▶ **SOURCE EXTRACT**:

---------------

Words from Our Pastor

Monday, August 27, 2018

Pentectost 14, 8/26/18: A Holy Tug

Sermon for Pentecost 14, 8/26/18                   John 6: 56-69                                            A Holy Tug

            Jesus asked the disciples, “Do you also wish to go away?” And he had sure given them reason! Eat my flesh? Drink my blood? They would have been disgusted by this invitation! Jews were forbidden to consume the blood of any creature—that was God’s law, recorded in Leviticus. Jesus’ words contradicted their faith and their obedience to God’s law. A big deal.
Even in our day, it’s a hard invitation to, well, swallow.
Pastor Martin Copenhaver remembers a Communion moment in worship when as he repeated Jesus’ familiar words, ‘This is my body given for you. This is my blood shed for you,’ a small girl, from her pew, suddenly responded in a loud voice, “Ew, Yuck!” Sometimes kids say aloud what the adults are thinking.
Ew, Yuck! And yet……
there is something about what Jesus says that tugs at us, and tugged at the disciples in their day, even when who they were and what they knew best was already pushing against the limits of trusting Jesus. Peter, despite his disgust and confusion, answers Jesus’ question, “Do you also wish to go away?” in a powerful way: “Lord, to whom can we go? You have the words of eternal life.” Something deep in Peter told him Jesus’ words were true and trustworthy.
But for some others, this was the last straw. What Jesus said was simply too much. Jesus as the living bread from heaven—as he stood before them, that was not so hard to swallow. But gnawing on his flesh? (This is what the Greek word for the verb ‘to eat’ used here would have meant.) No. “Does this offend you?” Jesus asked. Indeed it did, and many of them walked away, so many that Jesus was left with, well, just the 12.
Fast forward 20 centuries, when today people are offended over much less, especially in church. Maybe you’ve heard someone say, “If this church comes down on that side of this issue, I’m out of here.” Or “I can’t belong to a church that would fund a project like that.” Or perhaps someone you know doesn’t go to church anymore because she simply couldn’t take any more of the hypocrisy. Or he couldn’t stand the liberalism. Or maybe it was the literal-ism when it came to the Bible that sent him running.

---------------

▶ **PROBLEMS TO WORK ON**:
a) According to the sermon on John 6, in which book is God's law forbidding Jews to consume blood recorded?
b) Continue the sermon on John 6 from the point where it stops, keeping its voice and pastoral tone.

▶ **DATA**:
---------------

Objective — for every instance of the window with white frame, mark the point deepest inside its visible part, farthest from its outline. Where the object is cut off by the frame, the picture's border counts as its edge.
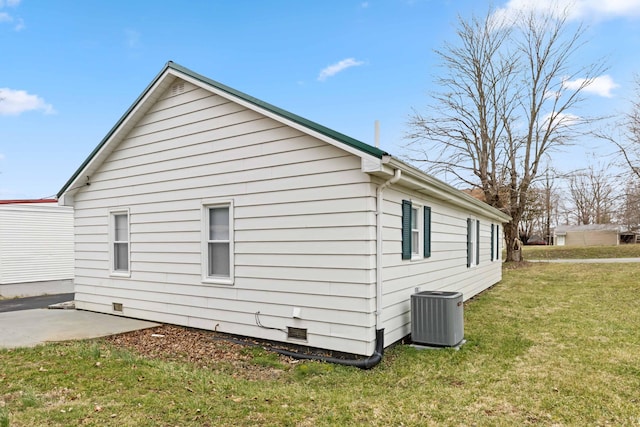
(218, 242)
(120, 247)
(416, 231)
(473, 242)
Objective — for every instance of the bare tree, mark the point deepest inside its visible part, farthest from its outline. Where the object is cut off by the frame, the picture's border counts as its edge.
(626, 134)
(504, 103)
(592, 195)
(630, 209)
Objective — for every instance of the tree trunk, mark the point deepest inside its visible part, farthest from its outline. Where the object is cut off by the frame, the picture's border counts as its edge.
(512, 242)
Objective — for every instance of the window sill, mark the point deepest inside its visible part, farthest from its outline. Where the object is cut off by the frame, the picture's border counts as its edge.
(214, 281)
(126, 274)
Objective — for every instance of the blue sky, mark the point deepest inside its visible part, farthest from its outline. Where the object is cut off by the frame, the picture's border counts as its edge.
(70, 69)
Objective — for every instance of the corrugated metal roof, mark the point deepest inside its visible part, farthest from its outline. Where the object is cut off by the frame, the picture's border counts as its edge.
(365, 148)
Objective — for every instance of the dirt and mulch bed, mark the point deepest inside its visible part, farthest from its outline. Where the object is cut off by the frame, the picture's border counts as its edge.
(206, 349)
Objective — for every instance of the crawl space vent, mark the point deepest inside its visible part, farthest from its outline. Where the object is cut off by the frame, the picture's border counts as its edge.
(297, 333)
(177, 88)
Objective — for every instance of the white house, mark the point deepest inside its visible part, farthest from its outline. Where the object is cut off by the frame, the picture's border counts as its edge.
(36, 247)
(208, 208)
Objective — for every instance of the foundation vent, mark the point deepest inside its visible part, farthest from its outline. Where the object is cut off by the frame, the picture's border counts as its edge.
(296, 333)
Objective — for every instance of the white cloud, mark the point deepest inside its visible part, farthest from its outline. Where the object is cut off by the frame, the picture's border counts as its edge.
(601, 85)
(15, 102)
(6, 17)
(578, 9)
(334, 69)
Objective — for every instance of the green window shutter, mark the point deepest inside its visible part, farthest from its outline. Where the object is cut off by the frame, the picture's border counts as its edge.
(427, 231)
(477, 242)
(469, 242)
(406, 229)
(492, 241)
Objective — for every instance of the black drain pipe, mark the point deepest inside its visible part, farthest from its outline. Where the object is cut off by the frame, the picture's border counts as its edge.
(366, 363)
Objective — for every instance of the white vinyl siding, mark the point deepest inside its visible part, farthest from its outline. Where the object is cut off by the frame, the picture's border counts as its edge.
(445, 269)
(36, 243)
(303, 225)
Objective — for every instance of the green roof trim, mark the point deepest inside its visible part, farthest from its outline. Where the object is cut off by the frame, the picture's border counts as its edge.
(359, 145)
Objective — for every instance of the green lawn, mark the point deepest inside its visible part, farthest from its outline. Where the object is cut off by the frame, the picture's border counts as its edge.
(552, 344)
(576, 252)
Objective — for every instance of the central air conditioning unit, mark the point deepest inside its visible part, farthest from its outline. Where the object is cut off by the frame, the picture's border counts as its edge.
(437, 318)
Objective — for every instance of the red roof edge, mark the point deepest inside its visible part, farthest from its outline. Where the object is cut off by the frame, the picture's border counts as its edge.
(25, 201)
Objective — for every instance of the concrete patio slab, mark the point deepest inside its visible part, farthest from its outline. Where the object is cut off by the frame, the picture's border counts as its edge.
(28, 328)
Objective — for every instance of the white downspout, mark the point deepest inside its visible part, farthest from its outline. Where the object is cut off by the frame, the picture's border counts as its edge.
(379, 214)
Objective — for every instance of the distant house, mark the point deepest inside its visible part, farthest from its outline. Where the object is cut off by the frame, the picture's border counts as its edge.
(36, 247)
(588, 235)
(209, 208)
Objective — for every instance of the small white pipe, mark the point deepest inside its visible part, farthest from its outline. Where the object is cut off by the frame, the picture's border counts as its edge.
(379, 215)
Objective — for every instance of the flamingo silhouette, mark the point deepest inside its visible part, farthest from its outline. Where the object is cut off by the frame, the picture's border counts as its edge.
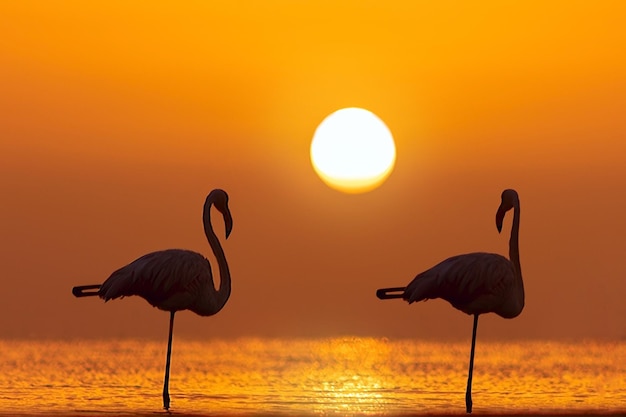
(174, 279)
(475, 283)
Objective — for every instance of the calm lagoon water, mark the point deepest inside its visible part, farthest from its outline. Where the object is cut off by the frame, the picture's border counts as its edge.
(338, 376)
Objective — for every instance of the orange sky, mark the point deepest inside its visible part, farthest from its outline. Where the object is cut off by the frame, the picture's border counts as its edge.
(117, 119)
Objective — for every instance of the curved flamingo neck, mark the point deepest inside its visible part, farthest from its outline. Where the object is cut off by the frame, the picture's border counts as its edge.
(514, 240)
(222, 294)
(514, 254)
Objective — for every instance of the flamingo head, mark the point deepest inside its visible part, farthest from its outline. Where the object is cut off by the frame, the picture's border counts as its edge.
(219, 199)
(510, 199)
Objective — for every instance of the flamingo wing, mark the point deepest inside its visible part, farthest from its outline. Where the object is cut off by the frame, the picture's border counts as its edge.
(169, 279)
(474, 283)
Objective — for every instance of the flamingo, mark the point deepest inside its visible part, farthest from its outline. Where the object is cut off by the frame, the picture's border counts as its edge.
(174, 279)
(475, 283)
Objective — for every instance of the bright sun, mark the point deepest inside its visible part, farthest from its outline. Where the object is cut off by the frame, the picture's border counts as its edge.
(353, 150)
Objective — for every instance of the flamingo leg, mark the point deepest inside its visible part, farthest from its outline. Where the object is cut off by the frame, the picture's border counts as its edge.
(468, 392)
(166, 393)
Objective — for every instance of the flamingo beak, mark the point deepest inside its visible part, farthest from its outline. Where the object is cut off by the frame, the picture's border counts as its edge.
(228, 222)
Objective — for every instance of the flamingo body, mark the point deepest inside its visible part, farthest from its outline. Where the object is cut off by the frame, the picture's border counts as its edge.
(170, 280)
(475, 283)
(174, 279)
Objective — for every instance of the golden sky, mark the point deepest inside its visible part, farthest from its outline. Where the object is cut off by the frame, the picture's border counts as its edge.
(117, 118)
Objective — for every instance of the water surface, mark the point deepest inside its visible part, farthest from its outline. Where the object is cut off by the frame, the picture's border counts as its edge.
(339, 376)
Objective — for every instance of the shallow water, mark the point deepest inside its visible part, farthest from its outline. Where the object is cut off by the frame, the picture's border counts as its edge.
(343, 376)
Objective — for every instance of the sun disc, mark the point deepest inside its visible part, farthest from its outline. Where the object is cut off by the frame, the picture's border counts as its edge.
(353, 150)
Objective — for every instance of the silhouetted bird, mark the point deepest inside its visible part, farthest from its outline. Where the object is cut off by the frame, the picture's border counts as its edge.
(475, 283)
(174, 279)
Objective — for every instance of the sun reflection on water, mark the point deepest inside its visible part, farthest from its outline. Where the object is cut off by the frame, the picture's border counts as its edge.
(343, 376)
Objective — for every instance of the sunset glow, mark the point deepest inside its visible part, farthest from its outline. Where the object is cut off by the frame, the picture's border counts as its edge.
(353, 150)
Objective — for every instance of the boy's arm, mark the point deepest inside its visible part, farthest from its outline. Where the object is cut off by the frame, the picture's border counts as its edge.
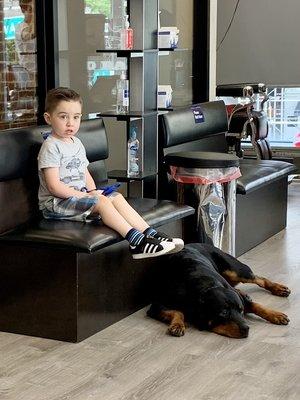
(58, 188)
(90, 183)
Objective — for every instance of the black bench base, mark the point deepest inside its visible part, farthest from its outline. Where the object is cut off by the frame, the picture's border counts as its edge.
(260, 214)
(69, 296)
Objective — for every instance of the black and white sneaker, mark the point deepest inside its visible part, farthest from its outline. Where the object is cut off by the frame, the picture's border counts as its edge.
(150, 247)
(163, 238)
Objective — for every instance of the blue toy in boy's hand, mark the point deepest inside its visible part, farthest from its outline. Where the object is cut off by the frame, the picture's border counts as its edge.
(109, 189)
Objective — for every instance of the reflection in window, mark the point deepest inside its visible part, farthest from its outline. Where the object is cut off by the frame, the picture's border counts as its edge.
(283, 110)
(18, 64)
(81, 32)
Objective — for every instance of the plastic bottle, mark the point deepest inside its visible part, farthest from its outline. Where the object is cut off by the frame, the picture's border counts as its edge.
(126, 36)
(107, 34)
(122, 94)
(133, 145)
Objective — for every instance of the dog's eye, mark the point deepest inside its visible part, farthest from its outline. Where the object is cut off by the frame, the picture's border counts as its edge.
(224, 314)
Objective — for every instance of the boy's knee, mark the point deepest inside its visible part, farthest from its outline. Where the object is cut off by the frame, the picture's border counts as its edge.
(116, 196)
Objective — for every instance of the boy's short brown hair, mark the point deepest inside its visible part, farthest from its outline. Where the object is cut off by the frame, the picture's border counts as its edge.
(55, 96)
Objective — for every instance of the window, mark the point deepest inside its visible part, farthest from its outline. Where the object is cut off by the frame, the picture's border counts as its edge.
(18, 64)
(283, 110)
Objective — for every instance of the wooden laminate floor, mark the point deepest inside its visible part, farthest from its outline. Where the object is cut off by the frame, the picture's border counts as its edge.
(135, 360)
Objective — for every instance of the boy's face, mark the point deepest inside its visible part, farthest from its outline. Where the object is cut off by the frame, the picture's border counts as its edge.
(64, 119)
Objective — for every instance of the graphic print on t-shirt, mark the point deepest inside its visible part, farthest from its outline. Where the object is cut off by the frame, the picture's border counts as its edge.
(72, 172)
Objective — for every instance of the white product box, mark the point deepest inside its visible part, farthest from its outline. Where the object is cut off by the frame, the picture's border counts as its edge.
(168, 37)
(164, 96)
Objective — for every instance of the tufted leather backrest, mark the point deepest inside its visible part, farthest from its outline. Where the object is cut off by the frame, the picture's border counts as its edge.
(18, 168)
(179, 127)
(178, 131)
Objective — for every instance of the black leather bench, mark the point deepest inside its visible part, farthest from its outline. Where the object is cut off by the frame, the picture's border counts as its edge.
(62, 279)
(261, 190)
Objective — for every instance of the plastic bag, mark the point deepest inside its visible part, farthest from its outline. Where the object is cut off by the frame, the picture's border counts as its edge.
(204, 176)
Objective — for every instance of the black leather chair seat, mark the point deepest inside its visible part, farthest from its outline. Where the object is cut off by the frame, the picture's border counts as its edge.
(257, 173)
(90, 237)
(200, 159)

---------------

▶ **THE ANSWERS**:
a) Leviticus

b)
            So IS there a church out there that’s perfect? Not if you’re searching for a place that is perfectly aligned with you. The problem is if I’m looking for a church  that agrees with me on everything from the choice of hymns to where to stand on gun control or abortion, then I have a really good excuse never to belong to a church with more than one member—me. And that’s not church at all.
Truth is there is no perfect church. And, in fact, (going out on a limb here) there is no perfect God….IF you take perfect to mean that you understand or agree with everything Jesus appears to say or God seems to sanction. It doesn’t take much looking to discover the Bible itself includes plenty of violence that out in the real world most of us would renounce. (Note today’s reading from Joshua, in which the Amorites were ‘driven out’—a violent removal, initiated by God.) The only word I can find to describe God’s behavior in some of those stories might be the word “inscrutable.” Sometimes what God does simply does not make sense to us. And yet… we stick around like glue—to the church, to God. It’s as if there were a holy tug at work, the tug of the Spirit, to keep us coming back.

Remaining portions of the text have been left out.